[Task statement]: The whole of the data is to be reproduced exactly.

[Information]:
○ ○ ○ ○

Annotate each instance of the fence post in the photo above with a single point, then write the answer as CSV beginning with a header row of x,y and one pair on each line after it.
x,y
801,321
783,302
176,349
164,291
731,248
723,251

○ ○ ○ ○

[Solution]:
Annotate each instance of the fence post in the photo above with a single point, then write the answer as CSV beginning with a header row of x,y and one pair on each line after it.
x,y
801,321
783,302
176,349
164,291
731,248
723,251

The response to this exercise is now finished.